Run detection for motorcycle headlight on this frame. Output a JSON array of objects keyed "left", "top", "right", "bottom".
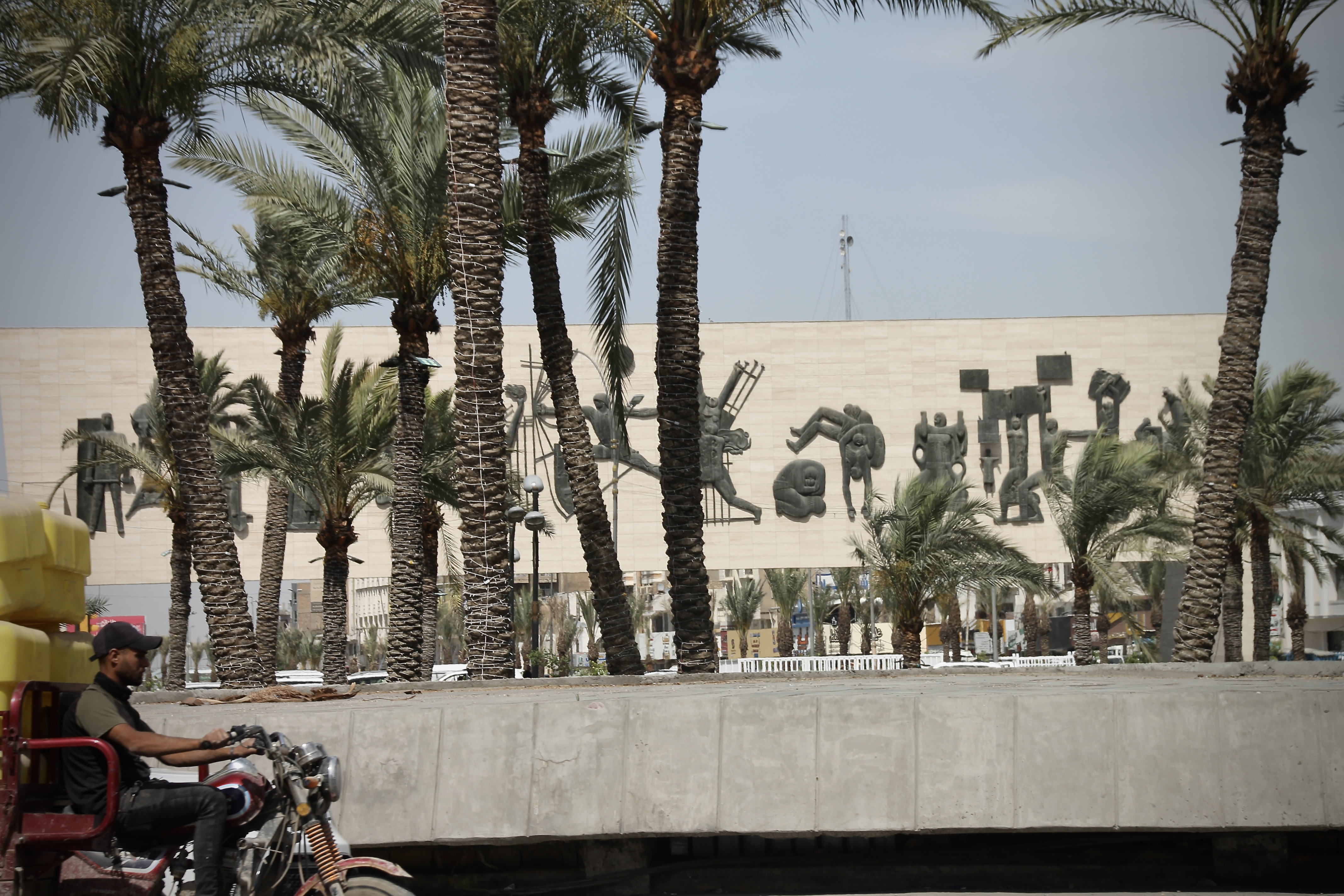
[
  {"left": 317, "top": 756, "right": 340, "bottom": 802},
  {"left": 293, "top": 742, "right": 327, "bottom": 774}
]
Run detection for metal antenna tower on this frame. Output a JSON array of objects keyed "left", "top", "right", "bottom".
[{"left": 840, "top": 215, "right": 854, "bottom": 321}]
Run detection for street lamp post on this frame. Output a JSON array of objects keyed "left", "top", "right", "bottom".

• _EXERCISE OBJECTIVE_
Can you lay out the lines starting at the one containing "Run detection for metal" and ending at the final line of the material, both included, as a JSON list of strings with one string per line and blank lines omitted?

• _EXERCISE SOLUTION_
[
  "Run detection for metal antenna tower on this frame. Output a JSON array of objects keyed \"left\", \"top\", \"right\", \"bottom\".",
  "[{\"left\": 840, \"top\": 215, \"right\": 854, \"bottom\": 321}]",
  "Run detection for street lamp post on this frame. Output a JSON array of objects keyed \"left\", \"top\", \"right\", \"bottom\"."
]